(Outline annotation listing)
---+---

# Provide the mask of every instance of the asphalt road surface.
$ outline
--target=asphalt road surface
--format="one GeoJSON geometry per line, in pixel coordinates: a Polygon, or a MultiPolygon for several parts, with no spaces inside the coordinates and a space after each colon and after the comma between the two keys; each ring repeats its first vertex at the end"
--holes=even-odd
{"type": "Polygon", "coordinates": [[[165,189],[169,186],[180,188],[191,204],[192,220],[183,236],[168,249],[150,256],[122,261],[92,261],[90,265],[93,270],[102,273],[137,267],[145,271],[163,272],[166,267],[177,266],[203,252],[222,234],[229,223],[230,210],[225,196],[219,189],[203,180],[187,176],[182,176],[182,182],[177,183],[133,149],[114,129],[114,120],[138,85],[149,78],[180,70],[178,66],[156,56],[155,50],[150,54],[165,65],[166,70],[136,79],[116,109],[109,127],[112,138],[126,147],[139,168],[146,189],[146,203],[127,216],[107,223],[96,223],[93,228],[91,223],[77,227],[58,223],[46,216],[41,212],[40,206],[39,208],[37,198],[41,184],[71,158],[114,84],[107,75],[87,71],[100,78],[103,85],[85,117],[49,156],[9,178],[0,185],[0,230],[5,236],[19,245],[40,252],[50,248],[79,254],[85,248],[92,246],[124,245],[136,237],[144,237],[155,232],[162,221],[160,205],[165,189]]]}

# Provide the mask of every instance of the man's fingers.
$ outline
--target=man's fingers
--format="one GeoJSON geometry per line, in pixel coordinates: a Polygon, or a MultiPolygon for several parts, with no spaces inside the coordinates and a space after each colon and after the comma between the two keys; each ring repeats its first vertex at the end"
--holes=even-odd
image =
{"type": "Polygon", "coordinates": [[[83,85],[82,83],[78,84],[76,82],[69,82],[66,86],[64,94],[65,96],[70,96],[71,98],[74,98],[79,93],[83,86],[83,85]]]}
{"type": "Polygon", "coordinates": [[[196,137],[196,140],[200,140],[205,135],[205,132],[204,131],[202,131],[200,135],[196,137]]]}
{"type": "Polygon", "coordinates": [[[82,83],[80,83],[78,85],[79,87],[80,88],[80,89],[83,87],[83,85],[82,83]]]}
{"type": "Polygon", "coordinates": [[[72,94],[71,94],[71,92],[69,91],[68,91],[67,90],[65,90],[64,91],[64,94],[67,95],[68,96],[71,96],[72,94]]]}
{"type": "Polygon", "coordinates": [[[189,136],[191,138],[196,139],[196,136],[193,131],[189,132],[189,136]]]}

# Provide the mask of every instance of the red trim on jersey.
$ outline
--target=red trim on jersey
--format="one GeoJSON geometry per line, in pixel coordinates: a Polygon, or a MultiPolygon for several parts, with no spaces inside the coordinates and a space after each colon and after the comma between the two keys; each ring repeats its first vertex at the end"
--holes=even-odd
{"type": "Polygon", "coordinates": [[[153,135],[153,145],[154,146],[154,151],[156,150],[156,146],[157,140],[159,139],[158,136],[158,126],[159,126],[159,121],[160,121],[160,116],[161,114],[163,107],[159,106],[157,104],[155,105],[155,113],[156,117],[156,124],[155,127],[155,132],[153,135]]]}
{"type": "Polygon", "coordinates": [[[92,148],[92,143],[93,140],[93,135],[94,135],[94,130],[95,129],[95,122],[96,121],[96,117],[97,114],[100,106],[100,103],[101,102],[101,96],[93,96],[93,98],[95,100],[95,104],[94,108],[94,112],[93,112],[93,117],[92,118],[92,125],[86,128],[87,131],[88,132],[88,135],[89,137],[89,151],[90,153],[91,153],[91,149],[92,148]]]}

---+---

_Your instructions_: Can you turn every line of the listing above into a JSON array of strings, with one string per line and the blank lines left out?

_Answer to this problem_:
[
  "# Provide the mask of every instance of the asphalt road surface.",
  "$ outline",
  "--target=asphalt road surface",
  "--format=\"one GeoJSON geometry per line, in pixel coordinates: a Polygon, or a MultiPolygon for several parts, with no spaces inside the coordinates and a space after each colon and after the comma between the two keys; each ring repeats its first vertex at the end\"",
  "--holes=even-odd",
  "{\"type\": \"Polygon\", \"coordinates\": [[[165,189],[169,186],[180,188],[191,204],[192,220],[183,236],[168,249],[150,256],[122,261],[92,261],[90,265],[93,270],[102,273],[137,267],[145,271],[163,272],[166,267],[177,266],[203,252],[222,234],[229,223],[230,210],[225,196],[219,189],[203,180],[187,176],[182,176],[182,182],[177,183],[133,149],[114,129],[114,120],[138,85],[149,78],[180,70],[178,66],[156,56],[155,50],[150,54],[165,65],[166,70],[136,79],[116,109],[109,127],[112,138],[126,147],[139,168],[146,189],[146,203],[127,216],[107,223],[96,223],[93,228],[91,223],[77,227],[58,223],[46,216],[41,212],[40,206],[39,208],[37,198],[41,184],[71,158],[114,84],[107,75],[87,71],[100,78],[103,85],[85,117],[49,156],[9,178],[0,185],[0,230],[5,236],[19,245],[40,252],[50,248],[79,254],[85,248],[92,246],[124,245],[136,237],[144,237],[155,232],[162,221],[160,205],[165,189]]]}",
  "# Provide the mask of every instance of the man's fingers.",
  "$ outline",
  "--target=man's fingers",
  "--format=\"one GeoJSON geometry per line, in pixel coordinates: a Polygon, or a MultiPolygon for several parts, with no spaces inside the coordinates and a space after each colon and after the comma between the two keys; each ring repeats its first vertex at the end\"",
  "--holes=even-odd",
  "image =",
  "{\"type\": \"Polygon\", \"coordinates\": [[[83,85],[82,83],[78,84],[76,82],[69,82],[66,86],[64,94],[65,96],[70,96],[71,98],[74,98],[79,93],[83,86],[83,85]]]}",
  "{\"type\": \"Polygon\", \"coordinates\": [[[196,137],[196,140],[200,140],[205,135],[205,132],[204,131],[202,131],[200,135],[196,137]]]}",
  "{\"type\": \"Polygon\", \"coordinates\": [[[82,83],[80,83],[78,85],[79,87],[80,88],[80,89],[83,87],[83,85],[82,83]]]}",
  "{\"type\": \"Polygon\", \"coordinates\": [[[72,94],[71,94],[71,92],[69,91],[68,91],[67,90],[65,90],[64,91],[64,94],[67,95],[68,96],[71,96],[72,94]]]}",
  "{\"type\": \"Polygon\", \"coordinates\": [[[189,136],[191,138],[196,139],[196,136],[193,131],[189,132],[189,136]]]}",
  "# Provide the mask of every instance of the red trim on jersey.",
  "$ outline",
  "--target=red trim on jersey",
  "--format=\"one GeoJSON geometry per line, in pixel coordinates: a Polygon, or a MultiPolygon for several parts, with no spaces inside the coordinates and a space after each colon and after the comma between the two keys; each ring repeats its first vertex at the end\"",
  "--holes=even-odd",
  "{\"type\": \"Polygon\", \"coordinates\": [[[153,135],[153,145],[154,146],[154,151],[156,150],[156,146],[157,140],[159,139],[158,136],[158,126],[159,126],[159,121],[160,121],[160,116],[161,114],[163,107],[159,106],[157,104],[155,105],[155,113],[156,117],[156,124],[155,127],[155,132],[153,135]]]}",
  "{\"type\": \"Polygon\", \"coordinates\": [[[92,148],[92,143],[93,140],[93,135],[94,135],[94,130],[95,129],[95,122],[96,121],[96,117],[97,114],[100,106],[100,103],[101,102],[101,96],[93,96],[93,98],[95,100],[95,104],[94,108],[94,112],[93,112],[93,117],[92,118],[92,125],[86,128],[87,131],[88,132],[88,135],[89,137],[89,151],[90,153],[91,153],[91,149],[92,148]]]}"
]